ABOUT THIS EXERCISE: Word for word, restate every line from the one with "Task: mark the blue" through the end of the records below, both included, and add nothing.

========================================

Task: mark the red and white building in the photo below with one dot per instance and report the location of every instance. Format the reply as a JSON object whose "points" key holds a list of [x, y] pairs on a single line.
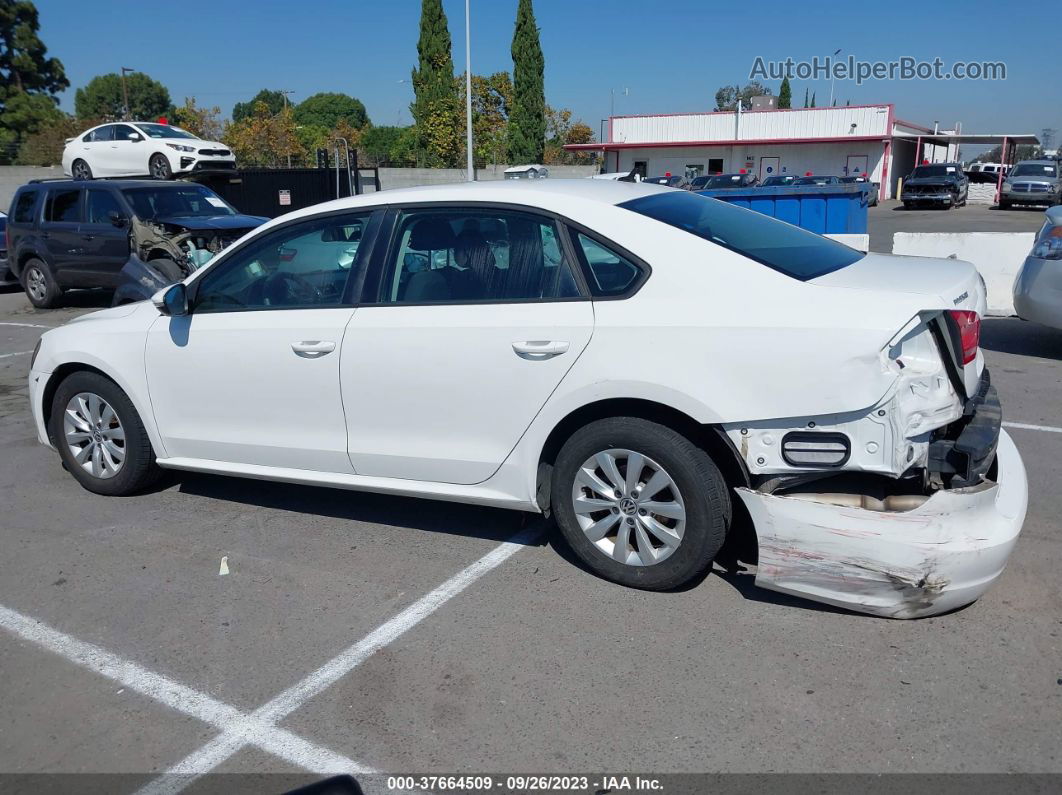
{"points": [[852, 140]]}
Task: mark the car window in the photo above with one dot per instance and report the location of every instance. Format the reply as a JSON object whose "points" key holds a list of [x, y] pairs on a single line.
{"points": [[63, 206], [781, 246], [23, 207], [99, 205], [305, 265], [606, 272], [122, 132], [476, 255]]}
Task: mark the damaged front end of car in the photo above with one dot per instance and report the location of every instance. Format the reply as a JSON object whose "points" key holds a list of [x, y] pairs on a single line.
{"points": [[163, 254], [906, 508]]}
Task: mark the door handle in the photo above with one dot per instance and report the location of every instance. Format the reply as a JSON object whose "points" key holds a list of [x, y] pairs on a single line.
{"points": [[313, 348], [540, 348]]}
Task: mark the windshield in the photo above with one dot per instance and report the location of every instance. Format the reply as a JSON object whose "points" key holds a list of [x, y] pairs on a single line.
{"points": [[1035, 169], [164, 131], [781, 246], [184, 202], [922, 171]]}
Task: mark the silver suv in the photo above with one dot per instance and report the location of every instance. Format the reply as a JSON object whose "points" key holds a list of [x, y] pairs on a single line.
{"points": [[1031, 182]]}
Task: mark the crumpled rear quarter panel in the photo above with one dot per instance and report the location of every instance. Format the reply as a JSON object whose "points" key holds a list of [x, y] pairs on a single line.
{"points": [[939, 556]]}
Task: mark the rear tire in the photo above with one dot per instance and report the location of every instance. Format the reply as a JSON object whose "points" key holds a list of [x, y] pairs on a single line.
{"points": [[81, 170], [158, 167], [100, 436], [657, 540], [40, 287]]}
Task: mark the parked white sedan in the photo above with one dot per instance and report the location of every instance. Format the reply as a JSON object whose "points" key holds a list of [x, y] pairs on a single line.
{"points": [[627, 357], [142, 149]]}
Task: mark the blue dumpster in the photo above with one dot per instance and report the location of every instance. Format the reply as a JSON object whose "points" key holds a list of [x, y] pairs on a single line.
{"points": [[825, 209]]}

========================================

WRITTEN REPLY:
Task: mark the blue dumpster in the photo above with one dot per instance and report the location of every instance. Format the reply as a JSON object whose "points" key holds a list of [x, y] pairs on a single line.
{"points": [[825, 209]]}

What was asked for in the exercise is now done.